◆ **Texte à lire**:
================

Répression sanglante des manifestants : des miliciens en renfort aux forces de l’ordre

La rédaction - 22/04/2010
Image:Répression sanglante des manifestants : des miliciens en renfort aux forces de l'ordre

TOGO
Lomé le 21 avril 2010

La contestation par le Front républicain pour l’alternance et le changement (FRAC) de la victoire de Faure Gnassingbé à l’élection présidentielle du 04 mars dernier a atteint son paroxysme ce mercredi 21 avril 2010 où Lomé, a vécu une guérilla urbaine et des exactions policières de tous ordres.

On se croirait en plein Bagdad ce mercredi midi. Les Forces de sécurité d’une part et les jeunes militants du FRAC de l’autre se sont affrontés à coups de cailloux et de gaz lacrymogènes pendant des heures dans les rues de Lomé. Ainsi, ce que les uns et les autres redoutaient en appelant les Forces de sécurité et les acteurs de la politique togolaise à la retenue a eu lieu.

En effet, depuis la proclamation des résultats de l’élection présidentielle passée, qui a connu la « victoire » très contestée du candidat du Rassemblement du peuple togolais (RPT), le FRAC et ses alliés ne font pas économie d’initiatives pour dénoncer ce qu’ils qualifient de « hold-up électoral » du pouvoir. Ainsi, en dehors des marches de protestation pacifiques que le FRAC organise à chaque fin de semaine, s’est ajoutée l’idée d’une veillée de prière à la bougie.

================

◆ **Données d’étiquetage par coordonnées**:
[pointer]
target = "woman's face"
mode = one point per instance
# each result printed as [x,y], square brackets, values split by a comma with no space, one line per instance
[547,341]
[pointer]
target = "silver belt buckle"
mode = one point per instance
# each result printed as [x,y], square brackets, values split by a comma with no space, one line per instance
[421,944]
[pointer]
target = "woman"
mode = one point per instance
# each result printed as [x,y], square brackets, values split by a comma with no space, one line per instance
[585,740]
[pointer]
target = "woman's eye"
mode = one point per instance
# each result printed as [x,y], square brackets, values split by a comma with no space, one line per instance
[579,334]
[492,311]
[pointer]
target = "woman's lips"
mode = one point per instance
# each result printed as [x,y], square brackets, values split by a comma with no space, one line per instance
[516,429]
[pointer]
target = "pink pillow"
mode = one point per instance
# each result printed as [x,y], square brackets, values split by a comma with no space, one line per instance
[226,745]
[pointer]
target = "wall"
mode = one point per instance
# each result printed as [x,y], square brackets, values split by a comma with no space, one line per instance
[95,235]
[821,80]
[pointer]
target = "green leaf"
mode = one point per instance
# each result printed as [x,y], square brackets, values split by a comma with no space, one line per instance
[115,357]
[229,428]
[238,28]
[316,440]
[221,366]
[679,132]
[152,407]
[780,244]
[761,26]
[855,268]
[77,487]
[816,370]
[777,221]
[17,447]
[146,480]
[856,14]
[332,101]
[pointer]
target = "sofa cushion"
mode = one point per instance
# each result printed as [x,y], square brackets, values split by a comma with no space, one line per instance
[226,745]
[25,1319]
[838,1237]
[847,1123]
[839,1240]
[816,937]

================

◆ **Consignes à suivre**: Pouvez-vous recopier mot pour mot l’intégralité de l’article sur la répression des manifestants à Lomé ? Les items forment un matériau à part, indépendant de l’article.

◆ **Corrigé**:
Répression sanglante des manifestants : des miliciens en renfort aux forces de l’ordre

La rédaction - 22/04/2010
Image:Répression sanglante des manifestants : des miliciens en renfort aux forces de l'ordre

TOGO
Lomé le 21 avril 2010

La contestation par le Front républicain pour l’alternance et le changement (FRAC) de la victoire de Faure Gnassingbé à l’élection présidentielle du 04 mars dernier a atteint son paroxysme ce mercredi 21 avril 2010 où Lomé, a vécu une guérilla urbaine et des exactions policières de tous ordres.

On se croirait en plein Bagdad ce mercredi midi. Les Forces de sécurité d’une part et les jeunes militants du FRAC de l’autre se sont affrontés à coups de cailloux et de gaz lacrymogènes pendant des heures dans les rues de Lomé. Ainsi, ce que les uns et les autres redoutaient en appelant les Forces de sécurité et les acteurs de la politique togolaise à la retenue a eu lieu.

En effet, depuis la proclamation des résultats de l’élection présidentielle passée, qui a connu la « victoire » très contestée du candidat du Rassemblement du peuple togolais (RPT), le FRAC et ses alliés ne font pas économie d’initiatives pour dénoncer ce qu’ils qualifient de « hold-up électoral » du pouvoir. Ainsi, en dehors des marches de protestation pacifiques que le FRAC organise à chaque fin de semaine, s’est ajoutée l’idée d’une veillée de prière à la bougie.